=== Information shown ===

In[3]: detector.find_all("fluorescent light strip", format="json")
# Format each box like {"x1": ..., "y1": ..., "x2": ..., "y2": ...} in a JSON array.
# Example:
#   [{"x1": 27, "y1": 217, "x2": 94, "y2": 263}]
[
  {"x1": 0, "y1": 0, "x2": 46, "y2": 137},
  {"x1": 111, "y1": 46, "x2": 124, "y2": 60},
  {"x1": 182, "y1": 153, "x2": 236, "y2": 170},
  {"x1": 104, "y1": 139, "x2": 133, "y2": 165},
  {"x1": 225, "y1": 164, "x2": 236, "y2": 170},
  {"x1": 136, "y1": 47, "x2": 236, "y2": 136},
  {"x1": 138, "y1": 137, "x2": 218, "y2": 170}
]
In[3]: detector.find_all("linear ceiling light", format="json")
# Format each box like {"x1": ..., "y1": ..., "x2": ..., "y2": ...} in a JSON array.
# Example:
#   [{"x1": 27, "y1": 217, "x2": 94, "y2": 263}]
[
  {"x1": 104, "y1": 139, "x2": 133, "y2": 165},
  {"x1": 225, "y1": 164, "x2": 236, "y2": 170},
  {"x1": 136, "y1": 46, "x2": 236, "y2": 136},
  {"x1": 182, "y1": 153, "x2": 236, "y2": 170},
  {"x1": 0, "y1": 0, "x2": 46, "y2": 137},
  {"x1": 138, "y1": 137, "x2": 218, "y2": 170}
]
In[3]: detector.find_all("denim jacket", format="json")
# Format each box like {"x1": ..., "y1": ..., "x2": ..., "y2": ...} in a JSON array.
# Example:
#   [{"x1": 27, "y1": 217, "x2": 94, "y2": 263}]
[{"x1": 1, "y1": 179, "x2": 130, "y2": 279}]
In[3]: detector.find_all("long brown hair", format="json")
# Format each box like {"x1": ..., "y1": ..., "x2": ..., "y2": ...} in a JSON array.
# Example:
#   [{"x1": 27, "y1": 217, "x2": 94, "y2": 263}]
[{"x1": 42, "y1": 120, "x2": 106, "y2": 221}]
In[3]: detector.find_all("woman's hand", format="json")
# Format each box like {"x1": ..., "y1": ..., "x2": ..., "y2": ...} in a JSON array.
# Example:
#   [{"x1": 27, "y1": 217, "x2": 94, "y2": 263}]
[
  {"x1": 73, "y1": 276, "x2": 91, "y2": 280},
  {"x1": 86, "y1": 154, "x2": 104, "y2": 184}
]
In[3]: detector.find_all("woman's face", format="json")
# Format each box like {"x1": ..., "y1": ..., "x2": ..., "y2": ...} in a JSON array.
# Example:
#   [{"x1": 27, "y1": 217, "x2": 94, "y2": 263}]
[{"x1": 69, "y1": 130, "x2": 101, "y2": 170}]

===

Exercise instructions => Turn every line of the rows above into a Markdown table with two columns, No. and Line. Number each line and leave out any blank ones.

Written solution =>
| No. | Line |
|---|---|
| 1 | In[3]: detector.find_all("fluorescent light strip", format="json") |
| 2 | # Format each box like {"x1": ..., "y1": ..., "x2": ..., "y2": ...} in a JSON array. |
| 3 | # Example: |
| 4 | #   [{"x1": 27, "y1": 217, "x2": 94, "y2": 263}] |
| 5 | [ |
| 6 |   {"x1": 0, "y1": 0, "x2": 46, "y2": 137}, |
| 7 |   {"x1": 111, "y1": 46, "x2": 124, "y2": 60}, |
| 8 |   {"x1": 182, "y1": 153, "x2": 236, "y2": 170}, |
| 9 |   {"x1": 104, "y1": 139, "x2": 133, "y2": 165}, |
| 10 |   {"x1": 225, "y1": 164, "x2": 236, "y2": 170}, |
| 11 |   {"x1": 136, "y1": 47, "x2": 236, "y2": 136}, |
| 12 |   {"x1": 138, "y1": 137, "x2": 218, "y2": 170} |
| 13 | ] |
| 14 | In[3]: detector.find_all("linear ceiling light", format="json") |
| 15 | # Format each box like {"x1": ..., "y1": ..., "x2": ..., "y2": ...} in a JSON array. |
| 16 | # Example: |
| 17 | #   [{"x1": 27, "y1": 217, "x2": 94, "y2": 263}] |
| 18 | [ |
| 19 |   {"x1": 104, "y1": 139, "x2": 133, "y2": 165}, |
| 20 |   {"x1": 225, "y1": 164, "x2": 236, "y2": 170}, |
| 21 |   {"x1": 136, "y1": 46, "x2": 236, "y2": 136}, |
| 22 |   {"x1": 182, "y1": 153, "x2": 236, "y2": 170}, |
| 23 |   {"x1": 0, "y1": 0, "x2": 46, "y2": 137}, |
| 24 |   {"x1": 138, "y1": 137, "x2": 218, "y2": 170} |
| 25 | ] |
| 26 | In[3]: detector.find_all("denim jacket", format="json") |
| 27 | # Format each box like {"x1": ..., "y1": ..., "x2": ..., "y2": ...} in a JSON array. |
| 28 | # Example: |
| 29 | #   [{"x1": 27, "y1": 217, "x2": 94, "y2": 263}] |
| 30 | [{"x1": 1, "y1": 179, "x2": 130, "y2": 279}] |
| 31 | In[3]: detector.find_all("long brown hair", format="json") |
| 32 | # Format each box like {"x1": ..., "y1": ..., "x2": ..., "y2": ...} in a JSON array. |
| 33 | # Example: |
| 34 | #   [{"x1": 27, "y1": 217, "x2": 94, "y2": 263}] |
| 35 | [{"x1": 42, "y1": 120, "x2": 106, "y2": 221}] |
| 36 | In[3]: detector.find_all("woman's hand", format="json") |
| 37 | # Format each box like {"x1": ..., "y1": ..., "x2": ..., "y2": ...} in a JSON array. |
| 38 | # Example: |
| 39 | #   [{"x1": 27, "y1": 217, "x2": 94, "y2": 263}] |
| 40 | [ |
| 41 |   {"x1": 73, "y1": 276, "x2": 91, "y2": 280}, |
| 42 |   {"x1": 86, "y1": 154, "x2": 104, "y2": 184} |
| 43 | ] |
| 44 | In[3]: detector.find_all("woman's face", format="json") |
| 45 | # Format each box like {"x1": ..., "y1": ..., "x2": ..., "y2": ...} in a JSON array. |
| 46 | # Example: |
| 47 | #   [{"x1": 27, "y1": 217, "x2": 94, "y2": 263}] |
| 48 | [{"x1": 69, "y1": 130, "x2": 101, "y2": 170}] |